▸ What to produce:
Repeat each of the rows below word for word, changing nothing.
··· Provided records ···
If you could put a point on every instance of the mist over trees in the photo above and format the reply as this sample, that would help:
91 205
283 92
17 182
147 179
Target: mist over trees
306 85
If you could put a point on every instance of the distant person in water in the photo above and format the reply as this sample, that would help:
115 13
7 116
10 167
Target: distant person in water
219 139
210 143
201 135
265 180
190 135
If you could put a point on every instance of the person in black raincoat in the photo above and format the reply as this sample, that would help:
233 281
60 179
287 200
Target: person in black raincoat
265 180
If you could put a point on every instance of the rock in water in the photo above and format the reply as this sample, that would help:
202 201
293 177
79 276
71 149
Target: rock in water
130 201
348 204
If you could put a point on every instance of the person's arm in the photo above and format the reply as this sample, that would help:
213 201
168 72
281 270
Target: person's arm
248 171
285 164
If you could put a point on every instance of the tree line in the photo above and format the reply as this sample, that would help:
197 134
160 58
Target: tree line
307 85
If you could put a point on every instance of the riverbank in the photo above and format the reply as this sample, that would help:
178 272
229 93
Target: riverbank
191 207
···
▸ Solution to this problem:
If you could put a point on every instance of the mist over trees in the photo above and format the reply as this sample, that would help:
91 205
283 92
17 182
147 179
Target: mist over trees
306 85
If you could put a point on every instance of the distant person in water in the photo above and format the reply as this sample, that would help:
115 13
7 116
10 167
Target: distant person in water
219 139
210 143
201 135
265 180
190 135
If you could put a point on every instance of the person in black raincoat in the photo above and format the reply as this sample, that would help:
233 281
60 179
287 200
Target: person in black raincoat
265 180
If you could put a point on every instance of the rock in water in the photo above and format the reply as this sample, that would help:
202 201
293 177
79 276
71 149
Target: rock in water
130 201
348 204
If you could put a point on every instance of the person's arm in the photo above and format the reply as this sample, that would help:
213 201
168 72
281 270
Target: person's arm
248 171
285 164
If you could put a point on every instance of the tree line in the photo above and format the reply as this sample, that would help:
197 134
160 58
Target: tree line
307 85
If you could put a point on every instance of the riverbank in the photo above and format the reply as this sample, that would help:
178 272
229 93
Target: riverbank
191 207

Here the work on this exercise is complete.